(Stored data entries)
──────────
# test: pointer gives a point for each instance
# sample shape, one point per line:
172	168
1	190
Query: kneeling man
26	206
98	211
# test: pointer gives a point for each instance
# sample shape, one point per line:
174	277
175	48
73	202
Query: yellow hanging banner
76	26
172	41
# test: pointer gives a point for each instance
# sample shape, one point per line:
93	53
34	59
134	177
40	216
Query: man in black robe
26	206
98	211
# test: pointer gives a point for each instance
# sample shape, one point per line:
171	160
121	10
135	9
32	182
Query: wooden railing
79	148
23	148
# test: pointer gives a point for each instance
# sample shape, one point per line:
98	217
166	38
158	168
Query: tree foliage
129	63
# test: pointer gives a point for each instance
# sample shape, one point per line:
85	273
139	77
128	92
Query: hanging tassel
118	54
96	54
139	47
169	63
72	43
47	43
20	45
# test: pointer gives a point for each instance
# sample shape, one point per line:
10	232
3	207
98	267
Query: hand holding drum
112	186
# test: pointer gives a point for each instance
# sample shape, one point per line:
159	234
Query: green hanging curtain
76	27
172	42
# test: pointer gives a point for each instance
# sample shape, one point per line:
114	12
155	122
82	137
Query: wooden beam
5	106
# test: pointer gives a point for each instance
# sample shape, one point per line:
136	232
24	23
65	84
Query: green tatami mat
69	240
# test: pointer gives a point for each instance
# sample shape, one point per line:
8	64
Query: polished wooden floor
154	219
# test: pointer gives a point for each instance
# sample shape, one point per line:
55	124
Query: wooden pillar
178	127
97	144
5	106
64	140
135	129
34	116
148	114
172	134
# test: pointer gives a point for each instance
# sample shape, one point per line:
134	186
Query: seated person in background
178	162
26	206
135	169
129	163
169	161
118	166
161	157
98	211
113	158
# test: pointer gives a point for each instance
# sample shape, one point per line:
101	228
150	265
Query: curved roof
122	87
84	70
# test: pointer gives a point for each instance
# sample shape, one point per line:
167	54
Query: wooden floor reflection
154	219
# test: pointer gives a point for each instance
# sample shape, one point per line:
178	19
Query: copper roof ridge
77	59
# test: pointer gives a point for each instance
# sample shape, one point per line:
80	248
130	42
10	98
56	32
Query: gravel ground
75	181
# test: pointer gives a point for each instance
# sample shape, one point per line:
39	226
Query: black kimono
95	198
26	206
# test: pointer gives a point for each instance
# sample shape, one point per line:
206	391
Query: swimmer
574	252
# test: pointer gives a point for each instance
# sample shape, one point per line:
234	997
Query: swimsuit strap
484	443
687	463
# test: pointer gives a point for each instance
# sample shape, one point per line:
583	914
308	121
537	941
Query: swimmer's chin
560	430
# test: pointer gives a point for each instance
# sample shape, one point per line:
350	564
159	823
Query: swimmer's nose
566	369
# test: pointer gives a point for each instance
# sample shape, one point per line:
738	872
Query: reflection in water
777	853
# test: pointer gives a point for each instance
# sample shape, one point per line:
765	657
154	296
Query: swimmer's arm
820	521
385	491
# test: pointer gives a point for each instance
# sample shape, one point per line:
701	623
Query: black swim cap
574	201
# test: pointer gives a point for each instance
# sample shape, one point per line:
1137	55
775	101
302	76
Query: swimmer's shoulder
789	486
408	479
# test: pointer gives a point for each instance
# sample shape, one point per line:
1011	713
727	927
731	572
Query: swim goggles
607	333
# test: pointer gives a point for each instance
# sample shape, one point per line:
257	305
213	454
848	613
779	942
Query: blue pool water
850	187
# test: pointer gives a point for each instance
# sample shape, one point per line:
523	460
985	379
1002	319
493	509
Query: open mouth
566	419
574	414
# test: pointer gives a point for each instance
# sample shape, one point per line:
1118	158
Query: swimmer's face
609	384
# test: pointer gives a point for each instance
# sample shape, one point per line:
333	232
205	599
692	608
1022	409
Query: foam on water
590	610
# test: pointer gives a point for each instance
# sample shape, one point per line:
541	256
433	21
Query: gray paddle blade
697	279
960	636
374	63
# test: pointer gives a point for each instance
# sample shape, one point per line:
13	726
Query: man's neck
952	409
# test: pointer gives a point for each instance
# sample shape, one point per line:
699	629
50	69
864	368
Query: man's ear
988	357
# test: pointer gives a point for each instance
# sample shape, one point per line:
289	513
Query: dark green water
──────────
- **Problem requirements**: All the data above should be restated in full, exactly.

- **Solution to the problem**:
# test: pointer gives a point for each instance
# sample shape, one point per line:
172	168
1	190
Query: kneeling man
26	206
98	211
# test: pointer gives a point for each instance
# sample shape, one point per line:
174	277
175	48
73	202
Query: yellow hanging banner
76	26
172	41
# test: pointer gives a point for each instance
# sample shape, one point per line:
93	53
34	59
134	177
40	216
Query: man in black robe
26	206
98	211
# test: pointer gives a point for each instance
# sample shape, one point per line:
171	160
121	10
135	9
32	182
Query: wooden railing
79	148
23	148
# test: pointer gives a point for each instance
# sample shape, one point per line:
98	217
166	38
158	168
Query: tree foliage
129	63
# test: pointer gives a point for each instance
# sample shape, one point per line:
85	273
139	77
128	92
Query: hanging tassel
118	54
96	54
139	47
169	63
72	43
47	43
20	45
# test: pointer gives a point for each instance
# sample shape, one point per line:
10	232
3	207
98	267
Query: hand holding drum
112	186
# test: pointer gives a point for each instance
# sample shape, one point per line:
159	234
Query: green hanging curtain
76	27
172	42
# test: pointer gives a point for each instance
# sample shape, one point per line:
114	12
155	122
82	137
Query: wooden beam
5	106
# test: pointer gives a point for each instance
# sample shape, one point per line:
136	232
24	23
65	84
Query: green tatami mat
69	240
# test: pointer gives a point for each instance
# sample shape, one point per line:
8	64
Query: polished wooden floor
154	219
# test: pointer gives a point for each instance
# sample shape, one point per line:
55	124
Query: wooden pillar
178	127
97	144
5	106
64	140
135	129
34	116
148	114
172	134
# test: pointer gives a point for each instance
# sample shape, one point per line:
134	186
Query: seated person in background
178	162
26	206
135	169
129	163
169	161
118	166
161	157
98	211
113	158
# test: pointer gives a point for each instance
# sample shape, one point per line:
101	228
150	265
Query: curved roof
122	87
84	70
# test: pointer gives a point for each instance
# sample shape, one point per line:
167	54
Query: wooden floor reflection
154	219
# test: pointer gives a point for each instance
# sample shape, one point per line:
178	19
Query: copper roof ridge
77	59
# test: pointer gives a point for each instance
# sample shape, one point per line:
80	248
130	42
10	98
56	32
Query: gravel ground
75	181
# test: pointer gives a point for each instance
# sample shape, one point per line:
39	226
Query: black kimono
95	198
26	206
# test: pointer gives a point for each instance
# sample shape, one point per line:
206	391
Query: swimmer
574	252
# test: pointer gives a point for each instance
# sample shape, one point per line:
234	997
Query: swimsuit strap
484	443
687	463
# test: pointer gives a point for each instance
# sample shape, one point per line:
583	914
308	121
537	941
Query: swimmer's chin
560	430
# test: pointer gives a point for each instance
# sample shape, one point per line:
350	564
159	823
Query: swimmer's nose
566	369
# test: pointer gives a point for each instance
# sample shape, one point per line:
738	872
Query: reflection in water
777	853
# test: pointer gives a point for each instance
# sample shape, one point per line:
765	657
154	296
Query: swimmer's arm
820	521
385	491
# test: pointer gives a point for each instance
# sample shape, one point per line:
701	623
Query: black swim cap
574	201
# test: pointer gives a point for each instance
# sample shape, one point per line:
1137	55
775	101
302	76
Query: swimmer's shoulder
789	486
408	479
# test: pointer gives a point for each instance
# sample shape, one point per line:
1011	713
727	927
731	572
Query: swim goggles
607	333
# test: pointer gives a point for each instance
# sample shape, one point per line:
257	305
213	454
848	613
779	942
Query: blue pool water
850	187
# test: pointer gives a point for each instance
# sample shape, one point per line:
523	460
985	379
1002	319
493	509
Query: open mouth
566	419
574	414
# test: pointer gives a point for each instance
# sample shape, one point per line:
1118	158
Query: swimmer's face
609	384
# test: pointer gives a point for each instance
# sample shape, one point per line:
333	232
205	599
692	608
1022	409
Query: foam on water
590	610
# test: pointer gives a point for each instance
# sample shape, one point per line:
541	256
433	21
Query: gray paddle blade
697	279
960	636
374	63
# test: pointer gives a point for each instance
# sample shape, one point per line:
13	726
Query: man's neck
952	409
# test: pointer gives a point for each instance
# sample shape, one point per line:
699	629
50	69
864	368
Query: man's ear
988	357
# test: pointer gives a point for each instance
# sample shape, one point per line:
289	513
Query: dark green water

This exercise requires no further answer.